Material Systems with Metastable Phases

Now that there is hope to stabilize negative values of some of the elastic moduli of constituents in a composite, why should one care? There are several reasons. Metastable states or negative stiffness can be found in material systems and structures that undergo instabilities; e.g. prestressed elastic systems can experience snapping behavior (see e.g. Douglas Holmes’ blog). The close-to-snapping states correspond mathematically to negative incremental stiffness which can be utilized in a composite system (see Lee et al., 2007 and Kashdan et al., 2012 for examples); a similar effect was found in buckled carbon nanotubes (Yap et al., 2007, 2008); electrostatic negative stiffness was studied as well. Our focus here is on composite materials. The structural transition in many phase-transforming ceramics and metals is accompanied by full softening of the (visco)elastic moduli that is indicative of the underlying material instability upon transformation. Systems of perovskite piezoceramics such as barium titanate as well as geomaterials such as quartz show this behavior upon temperature changes near their respective transition temperatures. Experiments have indeed confirmed the pronounced softening of e.g. barium titanate (Dong et al., 2010) near transformation, displaying close to vanishing elastic moduli. The above stability results indicate that in the presence of a stiff matrix material, this phenomenon can be expected to result in moduli whose softening does not stop at zero: the matrix stabilizes an otherwise unstable transition state. This is of great practical importance for many material systems with transforming and non-transforming constituents whose interplay can affect the transformation behavior (e.g., precipitates in shape memory alloys, or particle-reinforced composites with pierzoceramic inclusions).

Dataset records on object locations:
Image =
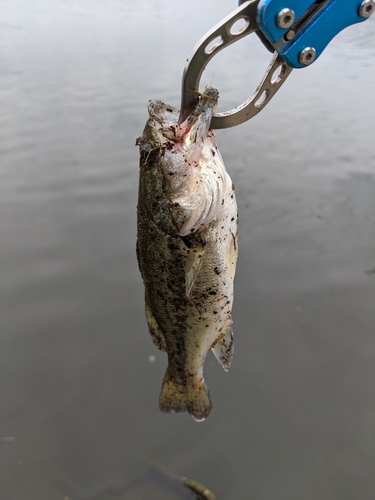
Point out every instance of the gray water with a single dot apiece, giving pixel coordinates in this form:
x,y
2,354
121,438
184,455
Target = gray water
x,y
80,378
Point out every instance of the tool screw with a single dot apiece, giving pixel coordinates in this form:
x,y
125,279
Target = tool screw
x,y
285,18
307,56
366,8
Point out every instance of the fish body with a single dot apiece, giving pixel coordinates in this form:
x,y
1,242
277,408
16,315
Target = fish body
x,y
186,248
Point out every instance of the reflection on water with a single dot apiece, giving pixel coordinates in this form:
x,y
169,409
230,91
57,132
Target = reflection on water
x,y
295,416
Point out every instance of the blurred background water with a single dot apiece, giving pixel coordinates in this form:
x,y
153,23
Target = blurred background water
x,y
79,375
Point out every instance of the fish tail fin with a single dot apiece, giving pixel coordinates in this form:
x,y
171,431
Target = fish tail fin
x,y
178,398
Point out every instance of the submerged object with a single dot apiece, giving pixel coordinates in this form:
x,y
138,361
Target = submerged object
* * *
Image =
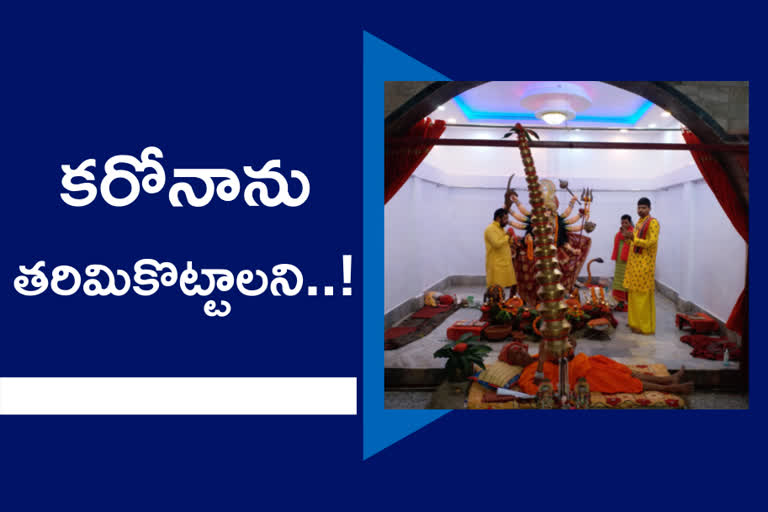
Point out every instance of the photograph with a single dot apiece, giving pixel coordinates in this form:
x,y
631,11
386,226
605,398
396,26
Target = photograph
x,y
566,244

# EXERCISE OBJECTIVE
Using the passage on metastable phases, decide whether each statement agrees with it: (a) Experiments found that barium titanate softens near transformation until its elastic moduli nearly vanish. (b) The passage focuses mainly on electrostatic negative stiffness. (c) Quartz shows its softening behavior when pressure changes near its transition point. For each, answer yes or no and quote the words from the passage that decide it.

# ANSWER FOR THE TASK
(a) Yes: "Experiments have indeed confirmed the pronounced softening of e.g. barium titanate (Dong et al., 2010) near transformation, displaying close to vanishing elastic moduli."
(b) No: "Our focus here is on composite materials."
(c) No: "show this behavior upon temperature changes near their respective transition temperatures."